### [TASK SET]
- A) In the coffee interview, condense the paragraph beginning "When we got to know Xavier and Darko" into a short bulleted list that keeps its main facts.
- B) Extend the interview about the restaurant's coffee partnership, picking up right after Tony's last remark.

DOCUMENT EXTRACT below:

Ethan: It’s important to get out of the way. It’s no longer for us an ego thing. As much as we can, let the food speak for itself, and it’s not necessarily about how we are manipulating it.

Justin: Less about here (points to temple), more about here (points to heart). It sounds really cliche but it’s true. You have to feel something when you eat food.

Alright, let’s turn to coffee. What were you looking for from a roast-profile standpoint?

Ethan: I think we were all coming here [to Caffe Streets] before the restaurant was even an idea, really. We knew we loved the coffee. We could tell that [Xavier and Darko] are super focused on the quality of the coffee and interested in it continually getting better, which is of course exactly what our food is about too. The coffee, to me, tastes super different from most other Chicago roasteries. It seems to be lighter roasted, maybe a little more acidic but also balanced in a way that most Chicago coffee doesn’t strike me as being. And it just suits our...especially our pastry service but I think all of the food really well.

When we got to know Xavier and Darko, they’re just like really awesome dudes. The quality of their product is as important to them as the quality of our product is [to us], so it was a really good partnership. And it’s really only improving, too. Xavier is now talking about doing rotating coffees in a similar way that we rotate our food, which I think is just an unbelievably awesome idea. I don’t think it can be underestimated how special the collaboration between these guys and us is. It’s one of the most unique collaborations we have.

Tony: It’s so intimate. We’re sharing feedback about the coffee with them like almost every week probably. I think some roasters it would become a headache to have that much feedback. We taste it every day, and we’re kind’ve fussy about it, like the way we taste everything. I mean, everything is scrutinized to a very high degree, and [Metric] seem to love it. And when they have ways to improve it, like, they hooked us up with a new machine just to cut out one of the variables. They helped us get a new machine so we could control it and have even more in-depth, accurate productive conversations about the quality of the beans that we were getting. It’s really special. We maybe approach business a little bit differently, but there’s some deep commonality that I haven’t hit on that is, I think, partly connected to a respect for the product they’re working with. Like they’re just uncompromising. There’s nothing that will interrupt their commitment to the quality of their beans and roasting them in way that respects the quality of those beans, which is very similar to us. And then there’s this kind’ve friendship, family-oriented approach to how they operate. Reminds me a lot of how we operate. And it just works really well.

End of DOCUMENT EXTRACT.
INFORMATION SUPPLIED below:

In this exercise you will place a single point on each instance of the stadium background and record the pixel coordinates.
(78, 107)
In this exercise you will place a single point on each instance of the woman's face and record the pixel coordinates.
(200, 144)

End of INFORMATION SUPPLIED.
INFORMATION SUPPLIED below:

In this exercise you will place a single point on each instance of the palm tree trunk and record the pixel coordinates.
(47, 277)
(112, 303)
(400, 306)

End of INFORMATION SUPPLIED.
INFORMATION SUPPLIED below:

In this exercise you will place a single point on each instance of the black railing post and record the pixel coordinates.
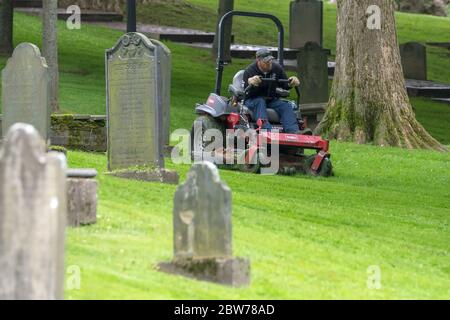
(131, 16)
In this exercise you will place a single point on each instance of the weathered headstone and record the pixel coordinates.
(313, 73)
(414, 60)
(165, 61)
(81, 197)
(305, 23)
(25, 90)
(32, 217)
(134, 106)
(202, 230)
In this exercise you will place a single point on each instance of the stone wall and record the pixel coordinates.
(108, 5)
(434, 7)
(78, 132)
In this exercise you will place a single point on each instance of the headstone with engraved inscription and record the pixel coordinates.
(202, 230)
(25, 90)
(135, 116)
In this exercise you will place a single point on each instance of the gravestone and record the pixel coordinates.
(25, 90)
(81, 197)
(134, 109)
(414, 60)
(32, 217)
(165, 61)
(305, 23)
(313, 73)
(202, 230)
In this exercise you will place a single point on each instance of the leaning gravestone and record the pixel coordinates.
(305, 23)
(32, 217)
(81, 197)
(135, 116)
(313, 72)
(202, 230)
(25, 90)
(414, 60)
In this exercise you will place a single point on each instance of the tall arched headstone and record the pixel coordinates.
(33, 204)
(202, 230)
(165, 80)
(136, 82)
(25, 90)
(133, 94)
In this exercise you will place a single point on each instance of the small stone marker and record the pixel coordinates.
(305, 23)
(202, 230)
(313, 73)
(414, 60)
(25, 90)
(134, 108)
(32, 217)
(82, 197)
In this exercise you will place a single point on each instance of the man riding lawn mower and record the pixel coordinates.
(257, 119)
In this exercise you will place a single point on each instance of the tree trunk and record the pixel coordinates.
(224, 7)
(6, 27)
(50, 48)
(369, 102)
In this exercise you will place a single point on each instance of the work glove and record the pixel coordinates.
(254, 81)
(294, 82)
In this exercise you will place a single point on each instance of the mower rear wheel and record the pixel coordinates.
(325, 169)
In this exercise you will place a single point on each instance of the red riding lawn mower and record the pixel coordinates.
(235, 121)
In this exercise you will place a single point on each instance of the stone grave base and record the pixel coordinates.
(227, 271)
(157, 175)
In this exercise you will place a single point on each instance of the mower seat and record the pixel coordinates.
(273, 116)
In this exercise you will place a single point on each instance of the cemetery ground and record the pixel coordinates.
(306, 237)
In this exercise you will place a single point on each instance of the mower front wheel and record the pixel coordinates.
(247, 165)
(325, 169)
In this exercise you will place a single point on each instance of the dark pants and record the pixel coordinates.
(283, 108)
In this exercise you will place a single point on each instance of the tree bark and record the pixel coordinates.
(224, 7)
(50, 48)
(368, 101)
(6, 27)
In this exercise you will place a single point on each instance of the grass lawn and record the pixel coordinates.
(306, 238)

End of INFORMATION SUPPLIED.

### [EXPECTED OUTPUTS]
- A)
- Xavier and Darko are great people who care about the quality of their product as much as the restaurant cares about its own, which makes for a strong partnership.
- The partnership keeps improving.
- Xavier is talking about rotating coffees, much as the restaurant rotates its food, an idea the speaker finds excellent.
- The collaboration is very special and one of the most unique the restaurant has.

- B)
Ethan: The other cool thing, I think, is that they are really committed to us in a way that surprised me initially because we’re a really small account for them. Tiny. But we mean a lot to them, I guess because we have this constant conversation going on and mutual respect. It’s a very cool thing.

Justin: This respect is very important. You look at the space at Cellar Door and everything is pretty much made there. The coffee is like the one thing that we’re responsible to do really well because it’s not ours. And then when you have that relationship, you really want to do that. You’re like ‘Man, I feel so responsible to make sure this coffee tastes really good.’

Tony: I hope it’s still in the early stages of the collaboration and relationship.

One more question - Is there such a thing as a gluten-free croissant?

Ethan: I think so…

Justin: A gluten-free croissant?! That’s crazy.